[Source material Boundary: Start]

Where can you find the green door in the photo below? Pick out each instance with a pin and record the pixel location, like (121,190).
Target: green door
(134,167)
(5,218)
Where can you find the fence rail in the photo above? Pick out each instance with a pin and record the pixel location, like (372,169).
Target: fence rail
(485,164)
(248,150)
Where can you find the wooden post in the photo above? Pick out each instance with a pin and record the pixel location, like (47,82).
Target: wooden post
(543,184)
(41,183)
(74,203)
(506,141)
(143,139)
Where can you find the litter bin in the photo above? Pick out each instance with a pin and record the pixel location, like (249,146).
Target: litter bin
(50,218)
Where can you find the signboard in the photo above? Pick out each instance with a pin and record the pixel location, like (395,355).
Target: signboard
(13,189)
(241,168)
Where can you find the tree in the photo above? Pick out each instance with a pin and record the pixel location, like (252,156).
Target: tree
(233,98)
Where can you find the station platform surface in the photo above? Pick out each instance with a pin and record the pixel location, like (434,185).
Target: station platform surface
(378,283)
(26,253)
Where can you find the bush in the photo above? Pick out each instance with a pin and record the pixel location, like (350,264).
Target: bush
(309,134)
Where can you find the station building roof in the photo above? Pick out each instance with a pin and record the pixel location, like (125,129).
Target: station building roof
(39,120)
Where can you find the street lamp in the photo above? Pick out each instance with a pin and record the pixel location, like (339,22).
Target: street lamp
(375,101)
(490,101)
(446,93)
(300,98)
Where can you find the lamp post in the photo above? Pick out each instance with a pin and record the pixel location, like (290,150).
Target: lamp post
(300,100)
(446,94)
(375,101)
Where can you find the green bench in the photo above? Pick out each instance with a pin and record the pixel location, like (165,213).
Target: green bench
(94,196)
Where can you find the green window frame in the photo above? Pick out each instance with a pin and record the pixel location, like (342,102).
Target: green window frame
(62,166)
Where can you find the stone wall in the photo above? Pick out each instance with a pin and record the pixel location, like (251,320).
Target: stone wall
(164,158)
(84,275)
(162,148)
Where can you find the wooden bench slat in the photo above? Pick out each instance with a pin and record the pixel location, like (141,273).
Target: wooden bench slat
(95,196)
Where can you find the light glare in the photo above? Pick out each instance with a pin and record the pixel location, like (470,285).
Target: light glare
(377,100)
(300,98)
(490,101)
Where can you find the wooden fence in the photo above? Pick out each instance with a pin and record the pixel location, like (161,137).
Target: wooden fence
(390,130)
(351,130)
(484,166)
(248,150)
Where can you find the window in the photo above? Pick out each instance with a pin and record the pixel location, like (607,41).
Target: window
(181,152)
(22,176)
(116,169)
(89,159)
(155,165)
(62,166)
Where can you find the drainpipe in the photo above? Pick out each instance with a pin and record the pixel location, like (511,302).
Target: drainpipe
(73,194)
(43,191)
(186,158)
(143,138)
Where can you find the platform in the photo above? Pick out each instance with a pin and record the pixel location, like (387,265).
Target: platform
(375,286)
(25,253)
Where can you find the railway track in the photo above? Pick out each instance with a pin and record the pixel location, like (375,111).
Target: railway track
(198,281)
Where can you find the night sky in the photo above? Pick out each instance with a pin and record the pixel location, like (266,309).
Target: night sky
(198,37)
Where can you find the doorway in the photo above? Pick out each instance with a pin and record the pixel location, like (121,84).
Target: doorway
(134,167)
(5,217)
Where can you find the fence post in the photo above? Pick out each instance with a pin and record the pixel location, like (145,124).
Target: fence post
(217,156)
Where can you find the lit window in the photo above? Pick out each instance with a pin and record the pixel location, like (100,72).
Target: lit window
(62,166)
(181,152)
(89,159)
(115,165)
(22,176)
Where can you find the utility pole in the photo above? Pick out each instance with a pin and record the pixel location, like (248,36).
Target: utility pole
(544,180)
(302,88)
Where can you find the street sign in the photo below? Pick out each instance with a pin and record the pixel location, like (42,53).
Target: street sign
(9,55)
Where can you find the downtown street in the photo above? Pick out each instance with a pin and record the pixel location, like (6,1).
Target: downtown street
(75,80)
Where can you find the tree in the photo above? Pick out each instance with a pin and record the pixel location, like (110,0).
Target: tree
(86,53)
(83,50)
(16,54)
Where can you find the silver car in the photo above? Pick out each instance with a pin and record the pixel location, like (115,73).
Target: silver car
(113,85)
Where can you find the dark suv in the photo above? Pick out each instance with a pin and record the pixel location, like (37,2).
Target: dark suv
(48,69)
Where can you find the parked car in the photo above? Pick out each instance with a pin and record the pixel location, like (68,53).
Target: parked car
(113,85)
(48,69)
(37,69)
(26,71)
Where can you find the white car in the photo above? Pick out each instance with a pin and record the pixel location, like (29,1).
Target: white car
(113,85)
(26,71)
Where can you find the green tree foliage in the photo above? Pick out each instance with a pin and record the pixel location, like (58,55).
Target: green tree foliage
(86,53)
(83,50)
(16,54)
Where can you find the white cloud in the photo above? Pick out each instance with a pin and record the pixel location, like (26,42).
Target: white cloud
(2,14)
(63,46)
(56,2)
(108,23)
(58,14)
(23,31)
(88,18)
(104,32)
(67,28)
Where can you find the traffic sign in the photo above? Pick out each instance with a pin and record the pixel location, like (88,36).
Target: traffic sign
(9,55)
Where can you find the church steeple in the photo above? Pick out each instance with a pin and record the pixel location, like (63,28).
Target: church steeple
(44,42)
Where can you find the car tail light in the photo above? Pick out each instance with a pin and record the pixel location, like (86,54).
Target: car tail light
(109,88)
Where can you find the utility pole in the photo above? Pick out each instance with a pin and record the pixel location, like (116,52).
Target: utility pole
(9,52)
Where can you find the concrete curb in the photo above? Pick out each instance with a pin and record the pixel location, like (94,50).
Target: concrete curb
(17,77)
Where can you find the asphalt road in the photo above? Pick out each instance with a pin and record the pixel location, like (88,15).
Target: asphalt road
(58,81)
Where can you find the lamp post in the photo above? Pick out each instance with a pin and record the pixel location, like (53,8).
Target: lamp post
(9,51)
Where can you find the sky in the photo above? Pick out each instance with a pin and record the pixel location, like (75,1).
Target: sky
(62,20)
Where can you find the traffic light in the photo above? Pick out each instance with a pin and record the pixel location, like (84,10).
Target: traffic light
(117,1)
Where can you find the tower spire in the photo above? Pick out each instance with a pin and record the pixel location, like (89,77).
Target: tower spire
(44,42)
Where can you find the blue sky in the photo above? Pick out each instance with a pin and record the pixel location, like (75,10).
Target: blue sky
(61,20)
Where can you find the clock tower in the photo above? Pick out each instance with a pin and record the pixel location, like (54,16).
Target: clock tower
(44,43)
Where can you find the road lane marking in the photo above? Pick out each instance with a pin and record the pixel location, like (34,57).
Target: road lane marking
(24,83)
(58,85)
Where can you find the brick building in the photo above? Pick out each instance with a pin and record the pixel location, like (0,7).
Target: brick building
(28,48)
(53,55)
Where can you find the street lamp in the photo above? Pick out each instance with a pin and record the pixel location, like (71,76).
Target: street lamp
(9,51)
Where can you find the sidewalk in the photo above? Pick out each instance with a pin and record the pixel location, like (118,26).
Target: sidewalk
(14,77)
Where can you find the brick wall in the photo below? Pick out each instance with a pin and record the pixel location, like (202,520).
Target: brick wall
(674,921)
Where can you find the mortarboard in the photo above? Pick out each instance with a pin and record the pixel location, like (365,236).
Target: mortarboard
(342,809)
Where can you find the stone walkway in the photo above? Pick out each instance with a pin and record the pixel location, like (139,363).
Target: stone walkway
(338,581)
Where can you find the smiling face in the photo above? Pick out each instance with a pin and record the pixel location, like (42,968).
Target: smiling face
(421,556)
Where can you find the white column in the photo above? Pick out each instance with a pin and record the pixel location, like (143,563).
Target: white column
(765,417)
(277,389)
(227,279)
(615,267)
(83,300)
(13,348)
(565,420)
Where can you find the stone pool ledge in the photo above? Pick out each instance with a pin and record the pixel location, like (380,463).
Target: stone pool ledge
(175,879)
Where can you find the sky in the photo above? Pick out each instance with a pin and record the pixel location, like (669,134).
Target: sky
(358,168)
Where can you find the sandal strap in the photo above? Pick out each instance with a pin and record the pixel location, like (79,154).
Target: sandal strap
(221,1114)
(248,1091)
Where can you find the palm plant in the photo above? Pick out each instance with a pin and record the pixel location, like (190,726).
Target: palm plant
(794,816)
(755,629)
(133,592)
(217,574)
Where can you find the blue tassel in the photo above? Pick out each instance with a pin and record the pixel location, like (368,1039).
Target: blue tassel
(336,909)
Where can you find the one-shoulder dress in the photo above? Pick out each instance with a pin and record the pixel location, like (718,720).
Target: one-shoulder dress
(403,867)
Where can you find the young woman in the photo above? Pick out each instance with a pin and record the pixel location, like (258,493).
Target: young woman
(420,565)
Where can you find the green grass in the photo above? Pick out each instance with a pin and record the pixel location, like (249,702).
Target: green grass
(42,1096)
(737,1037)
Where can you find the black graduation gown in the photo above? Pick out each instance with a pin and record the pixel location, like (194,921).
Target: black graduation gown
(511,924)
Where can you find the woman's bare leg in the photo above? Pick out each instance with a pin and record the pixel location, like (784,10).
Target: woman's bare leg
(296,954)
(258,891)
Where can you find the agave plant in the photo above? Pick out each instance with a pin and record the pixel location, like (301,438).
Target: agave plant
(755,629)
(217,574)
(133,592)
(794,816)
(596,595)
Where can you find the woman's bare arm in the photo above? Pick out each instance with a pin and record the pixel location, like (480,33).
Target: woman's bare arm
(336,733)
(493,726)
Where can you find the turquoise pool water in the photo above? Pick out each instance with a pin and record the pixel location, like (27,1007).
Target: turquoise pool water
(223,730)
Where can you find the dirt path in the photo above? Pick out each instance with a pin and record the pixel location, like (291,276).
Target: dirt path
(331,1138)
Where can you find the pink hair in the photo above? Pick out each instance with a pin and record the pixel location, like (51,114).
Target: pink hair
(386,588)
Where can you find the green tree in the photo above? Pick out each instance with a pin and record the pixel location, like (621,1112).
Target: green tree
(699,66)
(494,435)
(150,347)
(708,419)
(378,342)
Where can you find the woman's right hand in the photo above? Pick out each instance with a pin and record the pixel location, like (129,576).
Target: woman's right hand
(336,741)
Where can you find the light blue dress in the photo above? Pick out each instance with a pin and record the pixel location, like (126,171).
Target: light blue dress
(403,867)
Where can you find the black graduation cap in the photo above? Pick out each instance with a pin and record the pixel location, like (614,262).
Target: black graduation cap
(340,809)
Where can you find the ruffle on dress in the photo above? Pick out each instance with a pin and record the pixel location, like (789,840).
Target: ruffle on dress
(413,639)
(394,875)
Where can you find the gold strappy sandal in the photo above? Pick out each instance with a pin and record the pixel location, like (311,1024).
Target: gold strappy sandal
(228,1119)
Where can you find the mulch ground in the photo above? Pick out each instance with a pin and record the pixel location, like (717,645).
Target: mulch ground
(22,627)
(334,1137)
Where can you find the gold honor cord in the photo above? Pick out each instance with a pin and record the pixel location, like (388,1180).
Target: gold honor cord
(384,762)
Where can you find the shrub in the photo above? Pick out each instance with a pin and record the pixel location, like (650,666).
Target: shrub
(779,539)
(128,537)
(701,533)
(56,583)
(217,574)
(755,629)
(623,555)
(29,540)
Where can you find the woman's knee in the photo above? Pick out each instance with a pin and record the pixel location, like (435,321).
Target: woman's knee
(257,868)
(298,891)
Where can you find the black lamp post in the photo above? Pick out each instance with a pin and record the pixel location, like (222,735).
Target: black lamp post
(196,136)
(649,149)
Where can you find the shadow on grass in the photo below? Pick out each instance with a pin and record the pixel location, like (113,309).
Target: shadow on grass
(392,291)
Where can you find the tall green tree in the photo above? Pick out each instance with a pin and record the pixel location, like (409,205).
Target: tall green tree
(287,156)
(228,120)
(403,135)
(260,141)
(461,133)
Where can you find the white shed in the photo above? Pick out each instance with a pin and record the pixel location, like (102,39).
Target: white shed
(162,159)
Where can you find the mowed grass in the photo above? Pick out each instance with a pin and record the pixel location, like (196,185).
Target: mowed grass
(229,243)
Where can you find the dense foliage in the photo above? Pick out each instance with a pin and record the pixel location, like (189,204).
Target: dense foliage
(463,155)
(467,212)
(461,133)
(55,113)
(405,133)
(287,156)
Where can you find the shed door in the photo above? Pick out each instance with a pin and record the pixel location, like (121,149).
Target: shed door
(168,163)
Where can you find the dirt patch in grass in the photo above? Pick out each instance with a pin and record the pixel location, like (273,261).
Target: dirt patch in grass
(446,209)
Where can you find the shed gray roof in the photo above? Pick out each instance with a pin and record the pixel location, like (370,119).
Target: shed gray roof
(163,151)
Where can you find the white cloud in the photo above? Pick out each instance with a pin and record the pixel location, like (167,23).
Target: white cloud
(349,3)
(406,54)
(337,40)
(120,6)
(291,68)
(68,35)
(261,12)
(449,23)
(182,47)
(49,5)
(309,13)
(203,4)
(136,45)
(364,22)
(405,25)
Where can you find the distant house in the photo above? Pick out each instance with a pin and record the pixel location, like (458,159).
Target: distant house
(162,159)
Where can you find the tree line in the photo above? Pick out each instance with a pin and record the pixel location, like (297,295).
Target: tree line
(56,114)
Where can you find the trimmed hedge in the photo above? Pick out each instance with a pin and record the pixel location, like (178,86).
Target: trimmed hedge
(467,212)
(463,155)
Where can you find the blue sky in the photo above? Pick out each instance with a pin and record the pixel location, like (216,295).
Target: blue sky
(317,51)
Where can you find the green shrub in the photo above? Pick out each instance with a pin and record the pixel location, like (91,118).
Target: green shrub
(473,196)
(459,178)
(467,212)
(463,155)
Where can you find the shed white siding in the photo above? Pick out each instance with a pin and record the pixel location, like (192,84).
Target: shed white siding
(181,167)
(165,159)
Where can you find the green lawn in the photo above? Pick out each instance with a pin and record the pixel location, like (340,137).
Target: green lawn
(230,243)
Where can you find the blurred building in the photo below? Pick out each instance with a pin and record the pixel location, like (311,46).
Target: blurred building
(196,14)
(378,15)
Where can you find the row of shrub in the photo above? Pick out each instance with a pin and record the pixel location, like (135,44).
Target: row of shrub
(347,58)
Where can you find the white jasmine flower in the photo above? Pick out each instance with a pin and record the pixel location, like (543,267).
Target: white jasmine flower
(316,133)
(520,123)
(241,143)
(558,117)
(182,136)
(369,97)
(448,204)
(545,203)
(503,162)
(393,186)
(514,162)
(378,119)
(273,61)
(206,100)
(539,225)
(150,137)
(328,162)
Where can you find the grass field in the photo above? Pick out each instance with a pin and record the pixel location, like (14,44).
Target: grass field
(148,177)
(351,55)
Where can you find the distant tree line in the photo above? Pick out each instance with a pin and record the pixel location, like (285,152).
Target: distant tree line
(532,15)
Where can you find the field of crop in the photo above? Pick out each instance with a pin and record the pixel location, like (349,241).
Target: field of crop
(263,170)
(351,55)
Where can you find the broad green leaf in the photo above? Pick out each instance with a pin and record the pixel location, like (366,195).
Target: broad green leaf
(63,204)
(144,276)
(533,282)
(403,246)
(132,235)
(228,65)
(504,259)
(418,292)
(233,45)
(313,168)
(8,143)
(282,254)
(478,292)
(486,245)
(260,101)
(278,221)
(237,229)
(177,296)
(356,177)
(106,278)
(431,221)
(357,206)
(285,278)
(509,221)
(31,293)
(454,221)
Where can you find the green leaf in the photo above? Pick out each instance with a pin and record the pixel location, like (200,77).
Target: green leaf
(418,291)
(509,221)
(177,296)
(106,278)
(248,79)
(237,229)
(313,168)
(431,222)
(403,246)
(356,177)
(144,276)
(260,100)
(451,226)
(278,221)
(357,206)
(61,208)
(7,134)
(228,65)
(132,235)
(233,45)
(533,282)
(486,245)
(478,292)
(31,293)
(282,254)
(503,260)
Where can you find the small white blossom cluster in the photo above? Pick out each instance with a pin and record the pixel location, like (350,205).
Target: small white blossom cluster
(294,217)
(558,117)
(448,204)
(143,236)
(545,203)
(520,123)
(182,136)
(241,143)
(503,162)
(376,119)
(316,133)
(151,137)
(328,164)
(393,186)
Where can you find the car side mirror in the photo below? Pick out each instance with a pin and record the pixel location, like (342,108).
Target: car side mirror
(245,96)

[Source material Boundary: End]

Only what runs from the line containing "Target: small white blossom cluster" through the final line of the entries above belongs in the answer, restated exactly.

> [Answer below]:
Target: small white blossom cluster
(294,217)
(558,117)
(448,204)
(143,236)
(545,203)
(520,123)
(182,136)
(241,143)
(503,162)
(376,119)
(316,133)
(151,137)
(328,164)
(393,186)
Where can you find the car side mirror in the photo below? Pick out each instance with a pin and record the pixel location, like (342,108).
Target: car side mirror
(245,96)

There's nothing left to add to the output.